### Supplied passage ###
Sound & Vision





It would be a full thirty years from film's beginnings, that they would finally themselves learn to speak, which is an astounding fact, considering that Mr Thomas Edison devoted himself to the idea that motion pictures were merely an extension of his talking machines in the 1880s. Edison, even would equip a number of his Kinetoscope peepshow machines with phonographs, and it was he that crowned them the 'Kinetophone' , unfortunately he was none to successful in matching sound to picture accurately enough to allow the image of the on screen person to appear to be actually speaking or singing.



And even so, films of the silent age, were rarely exhibited in silence. In 1897, the Lumiere brothers engaged a saxophone quartet to accompany the Cinematographe at their theater in Paris, The composer Saint-Saens was asked to score for the prestigious film production L'assassunat du Duc de Guise (The Assassination of the Duke de Guise) in 1908, and after this point, it became compulsory for all major feature length movies to have specially composed or compiled musical accompaniment. Music, therefore was a vital branch of the silent film business. It provided employment not only for the composers and musical publishers, but for these early session musicians who played at each peformance


                                     The Luminary Lumieres



There would be other types of sounds associated with silent films beyond music, as writer Fredereick Talbot would indicate in his : Moving Pictures; How They Are Made and Worked :
     'When a horse gallops, the sound of its feet striking the road is heard; the departure of a train is accompanied by a whistle and a puff as the engine gets under way; the breaking of waves upon a pebbly beach is reproduced by a roaring sound. Opinion appears to be divided as to the value of the practice.'





                 From the 1916 film Intolerance, Briel and Griffith unite




To include sound effects, cinema franchisers could equip themselves with specialized machines that produced a spectrum of noises, from bird song to cannon fire. The bugbear to these live accompaniments, was that they all depended so much on the availability and adroitness of the people making the noises - whether  musical performers or basic machine operators, Frederick Talbot recalled an effects boy who 'enjoyed the chance to make a noise and applies himself a vigor of enthusiasm which over-stepped the bounds of common sense'.
###
### Complete the following
1. Translate this sentence from the text on early film sound into Spanish: "Music, therefore was a vital branch of the silent film business."
2. Reproduce the rows of Block 1 verbatim, from the pointing rules through the answer point, and omit the picture.
The text on early film sound and the rows after it are unrelated material.
### Data ###
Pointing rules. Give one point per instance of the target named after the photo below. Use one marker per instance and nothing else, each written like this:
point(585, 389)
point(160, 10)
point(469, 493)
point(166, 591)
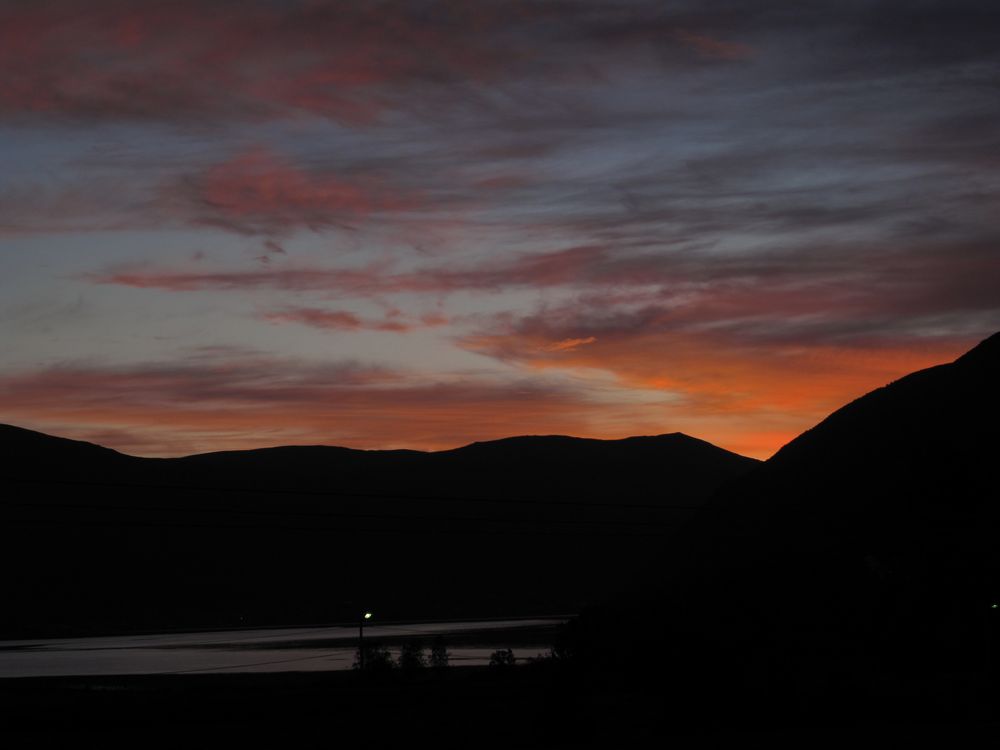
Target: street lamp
point(361, 639)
###
### Solution set
1. Por lo tanto, la música era una rama vital del negocio del cine mudo.

2.
Pointing rules. Give one point per instance of the target named after the photo below. Use one marker per instance and nothing else, each written like this:
point(585, 389)
point(160, 10)
point(469, 493)
point(166, 591)
Target: street lamp
point(361, 639)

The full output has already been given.